A lessor can obtain a summary judgment, or equitable or other injunctive relief, pending final resolution of judicial proceedings to enforce an aircraft lease under a highly accelerated process. In some limited circumstances, this will require that the claimant post a security or bond to secure the defendant against damage that it might suffer if the seizure is found to have been unfounded, although this is often dealt with by way of the claimant providing an indemnity for damages. The court may be reluctant to grant injunctive relief if the defendant would be likely to suffer, as a result of disruption to its business through the seizure of an aircraft, unquantifiable damage for which it could not be adequately compensated if the claimant’s case were to fail.

In practice, the governing law of cross-border aircraft lease agreements is commonly expressly stated in the lease agreement as English or New York law. English courts will uphold the law chosen by the parties to govern the lease; however, the Rome I Regulation (EC) No 593/2008 and Rome II Regulation (EC) No 864/2007 permit the parties' choice of law to be overridden in certain limited circumstances, such as where all the other elements of the lease agreement are located in a country which is not the country of the selected governing law and that country’s laws cannot be derogated from.

This depends entirely on which foreign court or arbitral panel issued the judgment or award. For several countries, statutory provisions allow for the enforcement of a judgment in England and where no Regulation or Act is applicable, a foreign judgment may be enforced under common law.

A lessor under an aircraft lease can obtain a judgment in a foreign currency, provided that the debt accruing under the aircraft lease is expressed in that currency. The sum will be converted to sterling on the date that the court authorises enforcement of the judgment.

As a general rule, there are no such limitations, provided that the level of default interest or additional rent is not so extortionate as to be categorised as a penalty. Case law on penalties continues to evolve and it is not possible to state definitively the boundaries of penalty territory; however, a secondary obligation which imposes a detriment on the contract-breaker out of all proportion to any legitimate interest of the innocent party in the enforcement of the primary obligation is likely to be construed as a penalty.

Other than the security described in 2.6.4 Summary Judgment or Other Relief, which may apply in the event of injunctive relief being claimed, generally, a lessor under an aircraft lease is not required to pay taxes or fees in a significant (ie, non-nominal) amount in connection with the enforcement of a lease.

There are no mandatory notice periods with which a lessor must comply if it terminates an aircraft lease which relates to an aircraft operated domestically or which is leased by a domestic operator.

Sovereign immunity can generally be waived and may not even be applicable in relation to purely commercial activity. Lease agreements often feature such waivers.

The United Kingdom acceded to the New York Convention on 23 December 1975. The procedure for an enforcement of an award under the New York Convention is the same as for a domestic award and there are certain limited grounds where a domestic court may refuse to enforce the award, such as where, in doing so, it would be contrary to public policy.

• [Material provided]
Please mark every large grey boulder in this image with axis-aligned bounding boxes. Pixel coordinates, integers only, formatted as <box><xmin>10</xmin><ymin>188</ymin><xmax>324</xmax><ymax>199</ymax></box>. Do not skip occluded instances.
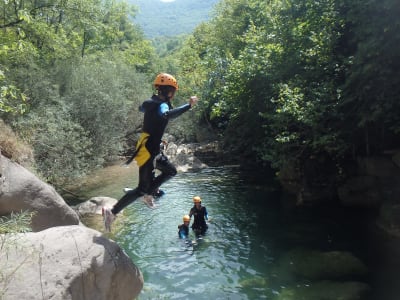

• [Exercise requirements]
(A) Using the passage on aircraft lease enforcement, explain in one to three sentences why a court may hesitate to grant injunctive relief against a defendant.
(B) Carry on the passage on aircraft lease enforcement, starting after its final sentence.

• [Results for each task]
(A) A court may hesitate because seizing an aircraft could disrupt the defendant's business and cause damage that cannot be quantified. If the claimant's case then failed, the defendant could not be adequately compensated for that damage.

(B)
There are no other relevant issues that a lessor should be aware of in relation to the enforcement of its rights that we wish to raise.

The concepts of contractual assignment and novation are recognised, although it should be noted that English law recognises the assignment of rights only and not obligations. It should further be noted that obligations are not assigned under a novation; they are replaced.

The lessee’s consent is not required as a matter of English law in order for a novation agreement or deed to be held valid by a domestic court; however, typically, a lease will provide that any transfer or assignment of the lessor’s interest is subject to certain requirements - the most common of which being that the lessee will not suffer any increased obligations or diminution of its rights as a result of the novation or assignment. Accordingly, it is standard practice to add the lessee as a party to the novation or assignment as a means to remove any doubt as to whether or not those requirements have been satisfied. There are no mandatory terms that need to be included in an English law-governed novation or assignment; however, these documents are regularly drafted in the form of a deed in order to circumvent any possible argument regarding failure of consideration.

The lease assignment or novation need not be certified, notarised or legalised to be enforceable against a domestic party. In practice, these documents are invariably prepared in the English language when there is a domestic party.

There is no local law filing or registration requirement; however, it is advisable to inform the CAA of any change in ownership by filing a Form CA1. It is further recommended that all international interests that arise in respect of UK-registered aircraft be registered on the International Registry following the discharge of any obsolete registrations.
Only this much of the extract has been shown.